### Task instructions
• A. Rewrite the stretch of the passage on Energy UK and coal policy from "This is a massive" through "their profits alone.", changing "incoherent" to "inconsistent".
• B. Continue the passage on Energy UK and coal policy from its last sentence.

### Excerpted text
"""

This is evident in how one of the changes denounced by Slade was the Government's plans to close by 2025 all coal stations that haven't installed CSS technologies and thereby stopped emitting carbon into the atmosphere.

Since almost all the existing coal-fired power stations in the UK are run by members of Energy UK, it's therefore no wonder that the latter is taking issue with the Government's energy policies.

Even if the removal of traditional coal stations would make Britain's atmosphere considerably cleaner, and even if it would create pressure to replace the lost electricity by other, greener means, the energy companies are unsurprisingly unwilling to consider such a significant dent in their income and profit.

This is a massive part of the reason why Energy UK criticised the Government for its 'incoherent' policies. They want to put pressure on Whitehall to leave their profits alone.

In fact, this has already been happening to considerable effect. In June of this year, it emerged that concerted lobbying by the energy industry had encouraged the former Energy Minister, Andrea Leadsom, to entertain the idea of loosening the carbon-capturing requirements needed to keep coal-fired plants open beyond 2025.

On the one hand, that the government could potentially backtrack like this reinforces Energy UK's central criticism. However, on the other, it also underscores the hypocrisy of the group and its members.

It suggests they're almost as responsible for the Government's inconsistency as the Government itself, constantly pushing Whitehall to reverse its promises whenever their narrow financial interests take issue with them.

This just goes to show that, far from caring deeply about the fate of renewable energy in the UK, their overriding concern is always the fate of their own balance sheets.

This makes the comments of Lawrence Slade seem somewhat insincere, especially when the providers he represents have enjoyed record profits that could be invested in renewables even without the Government's direct help and without passing on the costs to their customers.

It's the economy, stupid

What's more, industry profits - as well as the bills customers are charged - have climbed exponentially despite the downturn that followed the financial crisis of 2008, while the Government, pursuing a path of austerity, have been forced to cancel numerous projects that'd been launched in a more favourable climate.

"""

### Extracted records
"""

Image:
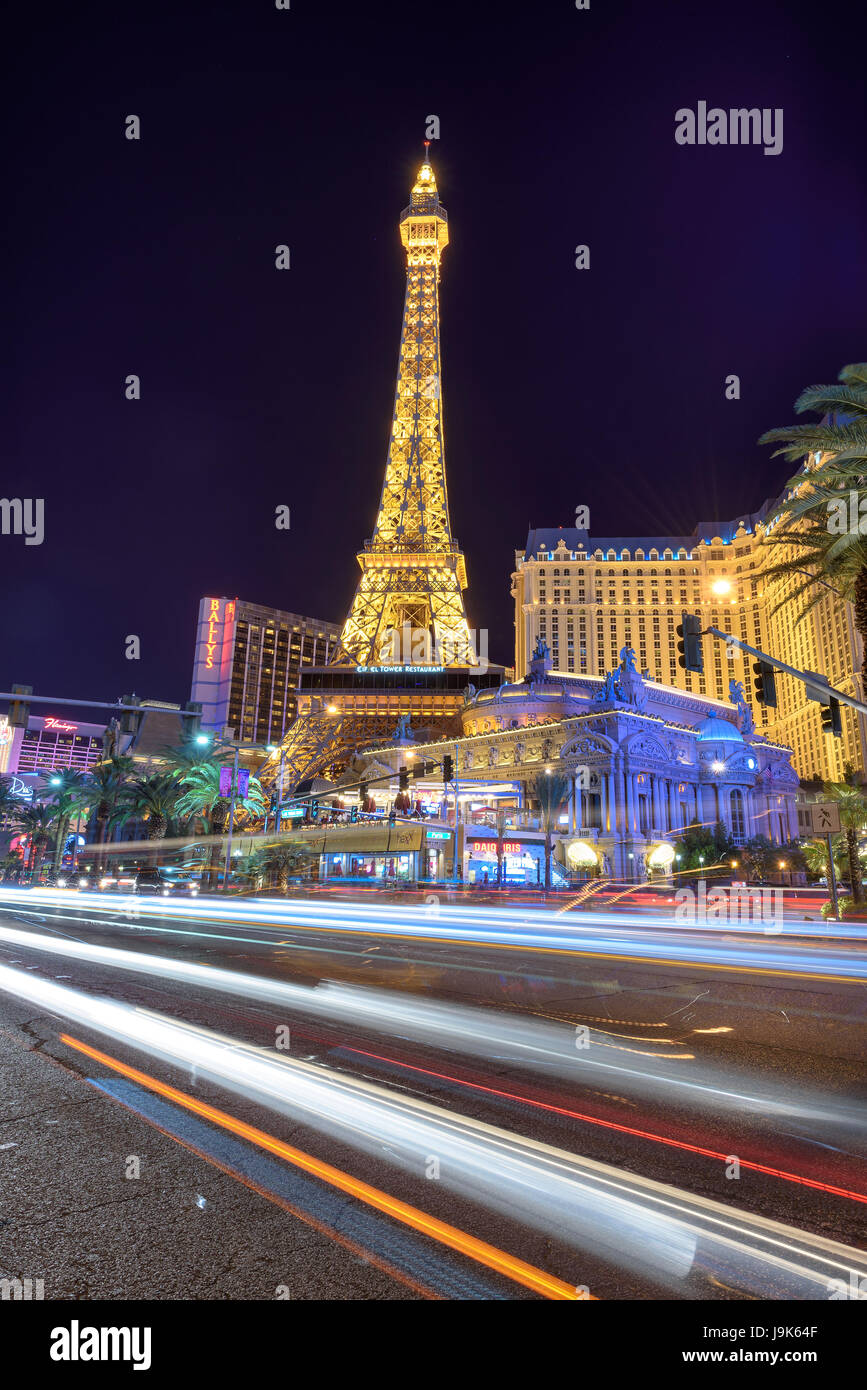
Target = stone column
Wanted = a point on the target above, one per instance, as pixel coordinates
(656, 802)
(610, 823)
(577, 804)
(630, 802)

"""

### Answers to the exercise
• A.
This is a massive part of the reason why Energy UK criticised the Government for its 'inconsistent' policies. They want to put pressure on Whitehall to leave their profits alone.

• B.
For example, the £1 billion competition to design CCS technology was announced in March 2007 by the Labour Government, several months before the credit crunch began.

Similarly, the slashed solar panel subsidies were first introduced in April 2010, just before the more austere Conservative-Liberal Democrat coalition took over from the outgoing Labour Government.

In light of these about-faces brought on by a need - whether real or only perceived - to cut public spending, the Government's changes begin to seem less about 'inconsistency' and more about the nation's current financial situation.

This is why Energy UK and the energy industry should invest their own profits into renewables, rather than waiting for support from a Government whose ideology prevents them from spending on alternative energy sources at a time of economic difficulty.

Unlike this Government and the UK as a whole, they haven't been hit by the recession. It's therefore hard to shake the conviction that they should pick up some of the slack and put some of their surplus into renewable energy. And they should do this without using such investment as an excuse to hit their customers with yet another increase in the cost of bills.

This judgement applies all the more if, as Energy UK claim, such renewables would bring about a 'golden age' of cheap and sustainable energy.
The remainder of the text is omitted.